◆ **Task to carry out**
Say how many lines below have "pale" in them, giving the number alone.

Top of Supplied records

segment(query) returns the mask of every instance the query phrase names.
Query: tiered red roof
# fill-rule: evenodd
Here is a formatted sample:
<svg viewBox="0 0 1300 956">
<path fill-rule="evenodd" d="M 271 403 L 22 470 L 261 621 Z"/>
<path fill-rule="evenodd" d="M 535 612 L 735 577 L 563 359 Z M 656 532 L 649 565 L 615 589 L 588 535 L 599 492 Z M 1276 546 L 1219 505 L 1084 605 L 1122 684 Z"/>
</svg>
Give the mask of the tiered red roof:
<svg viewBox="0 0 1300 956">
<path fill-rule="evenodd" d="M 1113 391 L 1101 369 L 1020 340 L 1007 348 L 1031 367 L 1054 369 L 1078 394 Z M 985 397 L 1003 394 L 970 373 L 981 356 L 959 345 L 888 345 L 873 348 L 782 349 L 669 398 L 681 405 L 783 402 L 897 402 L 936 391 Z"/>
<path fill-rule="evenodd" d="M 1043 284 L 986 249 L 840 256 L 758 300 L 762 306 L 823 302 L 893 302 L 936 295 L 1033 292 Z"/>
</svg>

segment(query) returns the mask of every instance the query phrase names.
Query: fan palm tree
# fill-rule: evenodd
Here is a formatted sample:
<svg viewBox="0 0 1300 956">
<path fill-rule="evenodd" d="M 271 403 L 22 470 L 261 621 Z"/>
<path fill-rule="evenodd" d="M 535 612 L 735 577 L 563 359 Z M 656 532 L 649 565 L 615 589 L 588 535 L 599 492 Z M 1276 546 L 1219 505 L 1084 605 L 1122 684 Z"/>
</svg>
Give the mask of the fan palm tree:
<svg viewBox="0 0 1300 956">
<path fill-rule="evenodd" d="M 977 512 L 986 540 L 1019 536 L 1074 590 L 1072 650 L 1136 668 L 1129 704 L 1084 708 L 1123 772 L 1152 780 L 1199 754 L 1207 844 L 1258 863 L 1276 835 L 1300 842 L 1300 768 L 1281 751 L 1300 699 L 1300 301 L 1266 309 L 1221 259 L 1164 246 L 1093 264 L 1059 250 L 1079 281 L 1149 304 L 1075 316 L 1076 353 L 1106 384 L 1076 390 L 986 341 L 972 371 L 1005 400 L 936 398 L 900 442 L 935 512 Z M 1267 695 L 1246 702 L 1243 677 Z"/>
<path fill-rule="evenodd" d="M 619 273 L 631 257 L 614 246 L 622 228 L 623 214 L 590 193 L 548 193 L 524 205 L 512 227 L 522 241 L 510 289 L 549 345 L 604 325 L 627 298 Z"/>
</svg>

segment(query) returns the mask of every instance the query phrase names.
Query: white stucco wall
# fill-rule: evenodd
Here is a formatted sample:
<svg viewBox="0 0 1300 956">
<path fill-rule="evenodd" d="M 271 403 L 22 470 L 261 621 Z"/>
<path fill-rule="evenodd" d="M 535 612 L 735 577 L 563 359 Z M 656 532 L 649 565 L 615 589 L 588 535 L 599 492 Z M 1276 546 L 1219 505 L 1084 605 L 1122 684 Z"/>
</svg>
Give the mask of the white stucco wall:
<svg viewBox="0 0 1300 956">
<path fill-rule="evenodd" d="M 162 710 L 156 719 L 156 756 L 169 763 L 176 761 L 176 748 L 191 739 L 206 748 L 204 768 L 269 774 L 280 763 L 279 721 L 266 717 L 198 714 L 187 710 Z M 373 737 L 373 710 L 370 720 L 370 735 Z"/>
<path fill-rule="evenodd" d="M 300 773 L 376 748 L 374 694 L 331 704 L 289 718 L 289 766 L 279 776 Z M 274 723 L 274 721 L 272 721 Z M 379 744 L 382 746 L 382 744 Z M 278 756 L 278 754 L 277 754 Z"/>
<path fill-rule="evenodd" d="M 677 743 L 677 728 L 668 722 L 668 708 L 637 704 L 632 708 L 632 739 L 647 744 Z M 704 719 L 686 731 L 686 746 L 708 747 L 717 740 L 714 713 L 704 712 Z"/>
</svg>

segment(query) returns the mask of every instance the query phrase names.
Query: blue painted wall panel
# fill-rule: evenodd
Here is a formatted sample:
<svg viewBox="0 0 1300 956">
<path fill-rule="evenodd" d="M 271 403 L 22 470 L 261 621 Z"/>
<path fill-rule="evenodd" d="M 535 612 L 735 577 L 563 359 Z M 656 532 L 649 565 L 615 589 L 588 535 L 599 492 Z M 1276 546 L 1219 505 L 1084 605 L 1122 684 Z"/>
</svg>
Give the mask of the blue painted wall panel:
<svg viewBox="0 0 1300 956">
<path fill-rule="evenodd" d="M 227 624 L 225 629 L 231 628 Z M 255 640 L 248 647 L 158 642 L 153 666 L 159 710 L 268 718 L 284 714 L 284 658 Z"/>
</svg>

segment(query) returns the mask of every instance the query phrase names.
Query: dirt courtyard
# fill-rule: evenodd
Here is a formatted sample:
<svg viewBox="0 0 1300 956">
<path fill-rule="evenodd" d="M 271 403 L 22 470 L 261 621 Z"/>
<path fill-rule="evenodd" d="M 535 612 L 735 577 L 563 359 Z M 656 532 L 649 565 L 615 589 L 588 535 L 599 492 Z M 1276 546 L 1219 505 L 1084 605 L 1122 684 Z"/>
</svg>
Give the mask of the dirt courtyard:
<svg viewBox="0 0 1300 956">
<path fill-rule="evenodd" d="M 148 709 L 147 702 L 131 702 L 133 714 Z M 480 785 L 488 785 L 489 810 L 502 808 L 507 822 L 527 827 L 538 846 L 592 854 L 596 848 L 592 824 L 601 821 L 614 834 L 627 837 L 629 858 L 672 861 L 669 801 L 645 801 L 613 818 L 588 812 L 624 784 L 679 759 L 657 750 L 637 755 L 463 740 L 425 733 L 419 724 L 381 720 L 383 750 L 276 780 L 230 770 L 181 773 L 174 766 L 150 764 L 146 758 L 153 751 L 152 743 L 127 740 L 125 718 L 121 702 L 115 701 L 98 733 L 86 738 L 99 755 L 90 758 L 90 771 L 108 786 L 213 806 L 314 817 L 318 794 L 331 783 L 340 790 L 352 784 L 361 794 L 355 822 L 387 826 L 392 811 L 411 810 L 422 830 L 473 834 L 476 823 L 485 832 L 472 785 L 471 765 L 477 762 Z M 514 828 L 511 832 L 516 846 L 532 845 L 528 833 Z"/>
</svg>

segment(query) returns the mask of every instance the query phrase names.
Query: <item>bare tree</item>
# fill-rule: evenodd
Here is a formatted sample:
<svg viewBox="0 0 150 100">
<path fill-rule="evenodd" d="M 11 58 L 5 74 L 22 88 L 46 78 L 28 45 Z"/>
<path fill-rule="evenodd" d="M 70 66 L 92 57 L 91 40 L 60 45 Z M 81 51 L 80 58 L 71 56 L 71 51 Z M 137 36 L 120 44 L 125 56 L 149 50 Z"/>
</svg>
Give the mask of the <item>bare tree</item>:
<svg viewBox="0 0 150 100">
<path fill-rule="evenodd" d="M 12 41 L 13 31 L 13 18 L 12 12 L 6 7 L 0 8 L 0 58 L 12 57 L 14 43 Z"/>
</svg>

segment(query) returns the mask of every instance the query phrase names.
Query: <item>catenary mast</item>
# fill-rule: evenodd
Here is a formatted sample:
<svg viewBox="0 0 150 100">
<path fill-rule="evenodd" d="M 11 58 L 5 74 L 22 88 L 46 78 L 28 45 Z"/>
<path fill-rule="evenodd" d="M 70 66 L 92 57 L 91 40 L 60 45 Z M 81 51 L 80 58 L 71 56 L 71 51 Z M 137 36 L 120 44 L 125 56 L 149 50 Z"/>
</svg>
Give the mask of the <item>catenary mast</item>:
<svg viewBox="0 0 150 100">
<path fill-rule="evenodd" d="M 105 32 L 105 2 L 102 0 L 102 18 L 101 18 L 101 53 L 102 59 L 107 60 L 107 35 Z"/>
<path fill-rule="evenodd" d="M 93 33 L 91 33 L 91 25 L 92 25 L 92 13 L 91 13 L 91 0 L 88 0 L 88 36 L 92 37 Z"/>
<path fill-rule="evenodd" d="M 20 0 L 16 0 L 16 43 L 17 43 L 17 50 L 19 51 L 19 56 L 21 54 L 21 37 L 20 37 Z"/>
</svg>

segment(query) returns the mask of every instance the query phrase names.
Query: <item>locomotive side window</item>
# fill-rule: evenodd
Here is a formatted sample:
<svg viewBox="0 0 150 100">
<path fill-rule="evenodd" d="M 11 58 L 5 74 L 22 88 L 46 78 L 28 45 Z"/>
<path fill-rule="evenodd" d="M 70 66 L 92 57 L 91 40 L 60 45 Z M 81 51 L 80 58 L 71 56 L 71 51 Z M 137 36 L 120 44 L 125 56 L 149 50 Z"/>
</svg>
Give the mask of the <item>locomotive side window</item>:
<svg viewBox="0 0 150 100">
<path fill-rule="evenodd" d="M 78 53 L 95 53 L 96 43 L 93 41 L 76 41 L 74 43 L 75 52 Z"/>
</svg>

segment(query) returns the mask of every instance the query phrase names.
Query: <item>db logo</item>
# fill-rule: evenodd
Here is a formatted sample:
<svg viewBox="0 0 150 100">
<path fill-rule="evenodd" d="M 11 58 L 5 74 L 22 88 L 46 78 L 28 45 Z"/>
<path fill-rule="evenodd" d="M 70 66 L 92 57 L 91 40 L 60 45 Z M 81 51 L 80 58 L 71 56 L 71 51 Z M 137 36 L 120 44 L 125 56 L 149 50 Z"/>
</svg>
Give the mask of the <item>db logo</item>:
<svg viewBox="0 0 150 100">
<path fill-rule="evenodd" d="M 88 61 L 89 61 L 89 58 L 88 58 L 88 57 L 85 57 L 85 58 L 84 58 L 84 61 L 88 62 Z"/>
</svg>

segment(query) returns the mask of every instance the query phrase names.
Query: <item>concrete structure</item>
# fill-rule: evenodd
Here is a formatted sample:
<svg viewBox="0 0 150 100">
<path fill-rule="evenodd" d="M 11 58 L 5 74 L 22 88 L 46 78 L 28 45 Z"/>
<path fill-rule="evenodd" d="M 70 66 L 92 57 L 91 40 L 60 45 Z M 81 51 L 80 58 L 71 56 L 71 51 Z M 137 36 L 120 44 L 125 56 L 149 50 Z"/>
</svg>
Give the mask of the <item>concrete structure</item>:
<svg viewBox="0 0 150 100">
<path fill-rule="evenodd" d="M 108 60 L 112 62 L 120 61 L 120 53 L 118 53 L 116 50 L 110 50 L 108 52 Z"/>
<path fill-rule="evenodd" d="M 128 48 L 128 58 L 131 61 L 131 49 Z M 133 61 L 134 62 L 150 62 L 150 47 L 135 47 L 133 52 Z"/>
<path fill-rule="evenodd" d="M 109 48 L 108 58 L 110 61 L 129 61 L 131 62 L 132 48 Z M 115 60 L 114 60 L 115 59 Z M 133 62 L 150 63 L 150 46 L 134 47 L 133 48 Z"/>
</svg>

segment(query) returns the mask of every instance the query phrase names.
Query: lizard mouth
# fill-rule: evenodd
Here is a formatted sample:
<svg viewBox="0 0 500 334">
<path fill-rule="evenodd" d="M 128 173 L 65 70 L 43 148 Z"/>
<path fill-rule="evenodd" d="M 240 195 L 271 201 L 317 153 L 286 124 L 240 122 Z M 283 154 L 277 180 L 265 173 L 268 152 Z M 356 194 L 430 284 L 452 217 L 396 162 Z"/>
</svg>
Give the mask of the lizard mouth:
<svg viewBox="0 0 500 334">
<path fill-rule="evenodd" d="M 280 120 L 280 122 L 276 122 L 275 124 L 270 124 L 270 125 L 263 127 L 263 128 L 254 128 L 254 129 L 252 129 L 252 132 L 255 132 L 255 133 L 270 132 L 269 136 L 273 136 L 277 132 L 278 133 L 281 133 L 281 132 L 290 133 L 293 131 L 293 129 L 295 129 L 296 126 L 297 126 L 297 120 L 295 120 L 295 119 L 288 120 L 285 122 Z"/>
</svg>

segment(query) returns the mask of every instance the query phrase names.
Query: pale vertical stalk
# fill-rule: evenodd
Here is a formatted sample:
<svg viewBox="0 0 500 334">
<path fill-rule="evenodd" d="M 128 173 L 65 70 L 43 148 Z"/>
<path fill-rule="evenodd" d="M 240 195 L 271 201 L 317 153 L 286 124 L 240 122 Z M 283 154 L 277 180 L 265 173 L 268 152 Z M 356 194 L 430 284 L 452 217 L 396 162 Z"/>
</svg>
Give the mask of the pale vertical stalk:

Bottom of Supplied records

◆ **Solution to the problem**
2